Task to complete: Every record below is to be restated word for word.

━━ Dataset content ━━

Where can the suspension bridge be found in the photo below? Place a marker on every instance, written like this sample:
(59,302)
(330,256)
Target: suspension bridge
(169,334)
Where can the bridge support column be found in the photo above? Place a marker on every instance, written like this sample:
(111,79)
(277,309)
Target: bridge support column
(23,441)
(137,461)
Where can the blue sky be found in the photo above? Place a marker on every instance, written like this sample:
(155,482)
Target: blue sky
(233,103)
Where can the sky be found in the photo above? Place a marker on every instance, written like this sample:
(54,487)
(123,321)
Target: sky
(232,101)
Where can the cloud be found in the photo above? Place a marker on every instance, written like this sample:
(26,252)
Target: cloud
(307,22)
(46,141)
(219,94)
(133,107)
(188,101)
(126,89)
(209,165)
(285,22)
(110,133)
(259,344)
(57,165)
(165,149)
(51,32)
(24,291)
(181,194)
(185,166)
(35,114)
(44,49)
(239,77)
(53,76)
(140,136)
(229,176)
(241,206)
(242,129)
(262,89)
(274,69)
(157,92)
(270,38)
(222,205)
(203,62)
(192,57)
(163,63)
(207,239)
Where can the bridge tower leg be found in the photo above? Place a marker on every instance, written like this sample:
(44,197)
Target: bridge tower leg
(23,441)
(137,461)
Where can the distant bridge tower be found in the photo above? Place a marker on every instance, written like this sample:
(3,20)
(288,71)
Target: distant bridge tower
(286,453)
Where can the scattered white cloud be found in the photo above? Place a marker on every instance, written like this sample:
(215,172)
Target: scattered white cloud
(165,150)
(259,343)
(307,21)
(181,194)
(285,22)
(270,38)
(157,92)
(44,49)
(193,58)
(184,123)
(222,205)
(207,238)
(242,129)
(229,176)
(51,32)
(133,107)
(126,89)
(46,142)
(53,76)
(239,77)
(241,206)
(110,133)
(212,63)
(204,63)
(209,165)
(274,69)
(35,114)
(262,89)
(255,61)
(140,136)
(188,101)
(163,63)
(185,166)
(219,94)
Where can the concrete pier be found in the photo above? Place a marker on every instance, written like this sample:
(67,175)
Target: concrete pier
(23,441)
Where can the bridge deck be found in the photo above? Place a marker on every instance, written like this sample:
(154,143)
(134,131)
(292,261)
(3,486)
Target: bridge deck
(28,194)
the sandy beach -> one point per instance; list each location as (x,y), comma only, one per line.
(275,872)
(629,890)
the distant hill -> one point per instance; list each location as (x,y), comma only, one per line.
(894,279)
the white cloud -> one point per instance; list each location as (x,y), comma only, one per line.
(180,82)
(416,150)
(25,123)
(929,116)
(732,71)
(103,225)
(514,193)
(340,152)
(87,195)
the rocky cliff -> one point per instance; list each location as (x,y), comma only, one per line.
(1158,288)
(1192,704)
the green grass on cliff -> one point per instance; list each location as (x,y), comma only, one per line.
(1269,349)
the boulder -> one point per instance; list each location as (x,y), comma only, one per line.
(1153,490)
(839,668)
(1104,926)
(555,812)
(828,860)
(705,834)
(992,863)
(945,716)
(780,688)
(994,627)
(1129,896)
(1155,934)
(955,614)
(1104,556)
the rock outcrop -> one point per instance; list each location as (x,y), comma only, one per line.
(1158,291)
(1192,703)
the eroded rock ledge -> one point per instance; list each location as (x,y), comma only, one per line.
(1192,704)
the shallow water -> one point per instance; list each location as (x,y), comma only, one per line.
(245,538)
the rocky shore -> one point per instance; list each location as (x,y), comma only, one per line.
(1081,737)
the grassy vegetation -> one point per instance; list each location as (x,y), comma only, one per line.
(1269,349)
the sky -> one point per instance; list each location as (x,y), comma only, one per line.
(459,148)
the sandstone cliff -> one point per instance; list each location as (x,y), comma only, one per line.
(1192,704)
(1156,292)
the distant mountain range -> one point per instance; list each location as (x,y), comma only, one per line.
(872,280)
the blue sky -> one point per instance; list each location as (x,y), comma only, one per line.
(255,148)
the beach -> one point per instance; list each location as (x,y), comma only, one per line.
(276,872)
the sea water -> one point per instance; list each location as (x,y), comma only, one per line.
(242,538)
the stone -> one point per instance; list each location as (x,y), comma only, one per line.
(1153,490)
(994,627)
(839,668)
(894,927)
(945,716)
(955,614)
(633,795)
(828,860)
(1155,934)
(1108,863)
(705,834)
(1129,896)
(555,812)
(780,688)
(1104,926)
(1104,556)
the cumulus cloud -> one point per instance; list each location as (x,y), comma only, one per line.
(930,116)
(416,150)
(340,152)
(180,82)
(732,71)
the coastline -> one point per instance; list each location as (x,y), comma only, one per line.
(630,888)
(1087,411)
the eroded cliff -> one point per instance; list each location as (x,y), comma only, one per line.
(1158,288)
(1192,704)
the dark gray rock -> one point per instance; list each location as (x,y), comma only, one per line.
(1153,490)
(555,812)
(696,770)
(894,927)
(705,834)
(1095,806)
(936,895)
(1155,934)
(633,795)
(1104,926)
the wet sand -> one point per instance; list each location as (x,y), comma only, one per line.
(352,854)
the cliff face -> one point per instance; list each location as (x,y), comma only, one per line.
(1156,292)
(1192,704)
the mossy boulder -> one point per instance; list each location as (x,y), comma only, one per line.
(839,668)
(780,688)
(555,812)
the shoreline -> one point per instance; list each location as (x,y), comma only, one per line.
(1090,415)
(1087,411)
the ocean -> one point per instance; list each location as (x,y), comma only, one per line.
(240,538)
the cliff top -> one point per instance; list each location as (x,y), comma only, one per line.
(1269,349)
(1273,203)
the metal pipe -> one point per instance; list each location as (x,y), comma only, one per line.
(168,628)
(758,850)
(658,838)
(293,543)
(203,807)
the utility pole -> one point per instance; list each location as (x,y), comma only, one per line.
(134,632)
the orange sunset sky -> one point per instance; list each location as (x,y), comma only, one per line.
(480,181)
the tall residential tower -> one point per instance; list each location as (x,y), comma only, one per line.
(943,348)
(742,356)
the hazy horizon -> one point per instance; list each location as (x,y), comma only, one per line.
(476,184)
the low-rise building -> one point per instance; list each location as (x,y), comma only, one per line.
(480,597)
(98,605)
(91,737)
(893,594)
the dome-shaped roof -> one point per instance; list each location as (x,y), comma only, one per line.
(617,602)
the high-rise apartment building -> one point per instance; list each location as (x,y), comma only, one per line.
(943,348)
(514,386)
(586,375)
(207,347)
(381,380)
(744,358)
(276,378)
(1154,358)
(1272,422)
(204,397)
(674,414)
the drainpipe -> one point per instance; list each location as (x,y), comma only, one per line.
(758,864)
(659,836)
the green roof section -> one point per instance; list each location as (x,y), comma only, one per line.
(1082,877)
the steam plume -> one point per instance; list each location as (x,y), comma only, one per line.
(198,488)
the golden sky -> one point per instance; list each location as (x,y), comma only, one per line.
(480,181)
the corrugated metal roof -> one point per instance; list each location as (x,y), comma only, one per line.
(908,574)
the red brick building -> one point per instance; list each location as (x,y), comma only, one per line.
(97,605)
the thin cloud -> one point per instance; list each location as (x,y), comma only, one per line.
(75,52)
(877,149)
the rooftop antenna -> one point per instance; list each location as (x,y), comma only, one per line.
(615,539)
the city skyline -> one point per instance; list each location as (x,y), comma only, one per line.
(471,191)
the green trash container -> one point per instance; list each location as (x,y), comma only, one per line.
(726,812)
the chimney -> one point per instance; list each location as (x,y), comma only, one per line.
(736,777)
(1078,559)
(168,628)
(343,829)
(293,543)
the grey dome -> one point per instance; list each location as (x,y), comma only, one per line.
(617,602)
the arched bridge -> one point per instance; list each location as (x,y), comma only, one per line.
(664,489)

━━━

Response below:
Where can the suspension bridge be found in the photo below? Place a marker on every instance, written like this sample:
(59,302)
(330,256)
Target: suspension bridge
(169,334)
Where can the bridge support column be found in the photo above? Place a marker on every instance, written like this sample:
(111,79)
(277,309)
Target: bridge support column
(23,441)
(137,461)
Where can the blue sky be found in the photo above? Place a marker on every instance, written like this sample:
(155,482)
Target: blue sky
(233,103)
Where can the sky be found in the photo above? Place a marker on every instance, written like this sample:
(54,487)
(123,321)
Target: sky
(232,101)
Where can the cloud be found in the photo above? Place a marker on every instance, written like this sample:
(26,252)
Target: cloud
(307,22)
(46,141)
(219,94)
(133,107)
(188,101)
(126,89)
(209,165)
(285,22)
(110,133)
(259,344)
(57,165)
(165,149)
(51,32)
(24,291)
(181,194)
(185,166)
(35,114)
(44,49)
(239,77)
(53,76)
(140,136)
(229,176)
(241,206)
(242,129)
(262,89)
(274,69)
(157,92)
(270,38)
(222,205)
(203,62)
(192,57)
(163,63)
(207,239)
Where can the bridge tower leg be found in the photo above? Place a marker on every instance, written like this sample:
(44,197)
Target: bridge tower leg
(23,441)
(137,461)
Where can the distant bridge tower be found in the photo above? Place a marker on every instance, written like this sample:
(3,20)
(288,71)
Target: distant bridge tower
(286,453)
Where can the scattered white cloud be found in the photo above? Place a marker on every instance, written like this sample:
(215,172)
Target: scattered white cloud
(165,150)
(259,343)
(307,21)
(181,194)
(285,22)
(270,38)
(157,92)
(44,49)
(193,58)
(184,123)
(222,205)
(207,238)
(242,129)
(229,176)
(51,32)
(133,107)
(126,89)
(46,142)
(53,76)
(239,77)
(241,206)
(110,133)
(212,63)
(204,63)
(209,165)
(274,69)
(35,114)
(262,89)
(255,61)
(140,136)
(188,101)
(163,63)
(185,166)
(219,94)
Where can the concrete pier be found in the photo above? Place a marker on every instance, written like this sample:
(67,175)
Target: concrete pier
(23,441)
Where can the bridge deck be found in the photo above? Place a marker on every instance, written like this sample:
(154,143)
(134,131)
(292,261)
(3,486)
Target: bridge deck
(28,194)
the sandy beach -> one point per instance; list each location as (x,y), comma only, one per line.
(275,872)
(629,890)
the distant hill -> one point per instance; list each location as (x,y), comma only, one per line.
(894,279)
the white cloud -> one point per instance; list each location as (x,y), comma only, one per line.
(180,82)
(416,150)
(25,123)
(929,116)
(732,71)
(103,225)
(514,193)
(340,152)
(87,195)
the rocky cliff -> one point per instance; list each location as (x,y), comma only, one per line.
(1158,288)
(1192,704)
the green grass on cliff -> one point per instance; list each location as (x,y), comma only, one per line.
(1269,349)
the boulder -> one point per instance; list each location as (x,y), comma only, one per line.
(1153,490)
(839,668)
(1104,926)
(555,812)
(828,860)
(705,834)
(992,863)
(945,716)
(780,688)
(994,627)
(1129,896)
(1155,934)
(955,614)
(1104,556)
the rock outcrop -> one point per instance; list each location as (x,y), comma only, one per line.
(1158,291)
(1192,703)
the eroded rock ledge -> one point per instance; list each location as (x,y), comma only, one per line.
(1192,704)
the shallow water -> one point per instance; list each location as (x,y), comma only, one per line.
(245,538)
the rocky shore -> one point per instance; list each location as (x,y), comma only, one per line.
(1081,737)
the grassy vegetation -> one point per instance; list each location as (x,y), comma only, one per line.
(1269,349)
the sky -> one point per instance; list each location as (x,y), comma only, one per line.
(459,148)
the sandstone cliff -> one point per instance; list each location as (x,y), comma only, one per line.
(1192,704)
(1156,292)
the distant mountain range -> one point per instance; list each location as (x,y), comma only, one per line.
(872,280)
the blue sky -> one point per instance; list each location as (x,y), comma only, one per line.
(255,148)
the beach -> one point per instance; list each location as (x,y), comma only, one per line.
(276,872)
the sea water -> one point per instance; list each location as (x,y), comma only, one per line.
(242,538)
the stone -> one point per instance; list each location as (x,y), comma only, one per line.
(1153,490)
(994,627)
(839,668)
(894,927)
(945,716)
(955,614)
(633,795)
(828,860)
(1155,934)
(1108,863)
(705,834)
(1129,896)
(555,812)
(780,688)
(1104,926)
(1104,556)
the cumulus cloud -> one point per instance; list each location as (x,y), comma only, one per line.
(930,116)
(416,150)
(340,152)
(180,82)
(732,71)
the coastline -> one point per instance; list each location as (x,y), comma only, one per line.
(630,888)
(1087,411)
the eroded cliff -> one point per instance; list each location as (x,y), comma only, one per line.
(1158,288)
(1192,704)
the dark gray rock -> one point per instance; list each location as (x,y), comma only, one per line.
(1153,490)
(555,812)
(696,770)
(894,927)
(705,834)
(1095,806)
(936,895)
(1155,934)
(633,795)
(1104,926)
the wet sand -> one point per instance; list each location as (x,y), comma only, one per line.
(352,854)
the cliff face -> one point per instance; list each location as (x,y), comma only, one per line.
(1156,292)
(1192,704)
the mossy boulder -> one point per instance; list each location as (x,y), comma only, one per line.
(839,668)
(780,688)
(555,812)
the shoreline -> one point per instance; list each location as (x,y), comma only, one per line.
(1090,415)
(1087,411)
the ocean -> one point per instance; list each location as (x,y), comma only, one per line.
(240,538)
the cliff top -> one point per instance; list each location as (x,y), comma only, one per line.
(1269,349)
(1273,203)
the metal pipe -> one point per instance; list each location as (x,y), comma only, one per line.
(168,628)
(758,850)
(658,838)
(293,543)
(203,807)
the utility pole -> one point per instance; list each location as (x,y), comma only, one per line.
(134,632)
the orange sunset sky -> one point per instance; list each location as (x,y), comma only, one per line.
(480,181)
the tall residential tower -> one point per instance; list each location as (x,y), comma only, one per line.
(943,348)
(742,356)
the hazy horizon -> one point per instance; list each location as (x,y), comma only, one per line.
(476,184)
the low-rise building -> one point per instance; list each location as (x,y), comma only, one per line.
(480,597)
(98,605)
(91,737)
(893,594)
the dome-shaped roof -> one point per instance; list each location as (x,y), comma only, one per line.
(617,602)
the high-rise apartment building -> one point per instance; list each location as (x,y), comma only, one per line.
(943,348)
(514,386)
(586,375)
(207,347)
(381,380)
(744,358)
(276,378)
(1154,358)
(1272,422)
(204,397)
(674,414)
the drainpipe -> one point per instance; list each location as (x,y), comma only, one per line.
(758,864)
(659,836)
the green roof section -> one point per instance; list each location as (x,y), comma only, one per line.
(1082,877)
the steam plume -> one point per instance; list each location as (x,y), comma only, one per line.
(198,488)
the golden sky -> one point per instance; list each location as (x,y), comma only, one per line.
(480,181)
the corrugated metal roof -> one point per instance; list each location as (x,y), comma only, one per line.
(908,574)
the red brick building -> one point per instance; list each location as (x,y), comma only, one per line.
(97,605)
the thin cloud -> one point per instance; list each location as (x,y), comma only, one per line.
(75,52)
(877,149)
the rooftop antenna -> one point per instance; list each location as (x,y), comma only, one per line.
(615,539)
the city skyline -> one point per instance; list each location as (x,y), comma only, one per line.
(471,191)
the green trash container -> one point per instance; list each location as (x,y), comma only, one per line.
(726,812)
the chimney -> one point per instance; list each location as (x,y), comma only, one per line.
(736,777)
(1078,559)
(168,628)
(343,829)
(293,543)
the grey dome -> one point per instance; list each location as (x,y), comma only, one per line.
(617,602)
the arched bridge -> one point per instance; list each location as (x,y), comma only, one per line.
(664,489)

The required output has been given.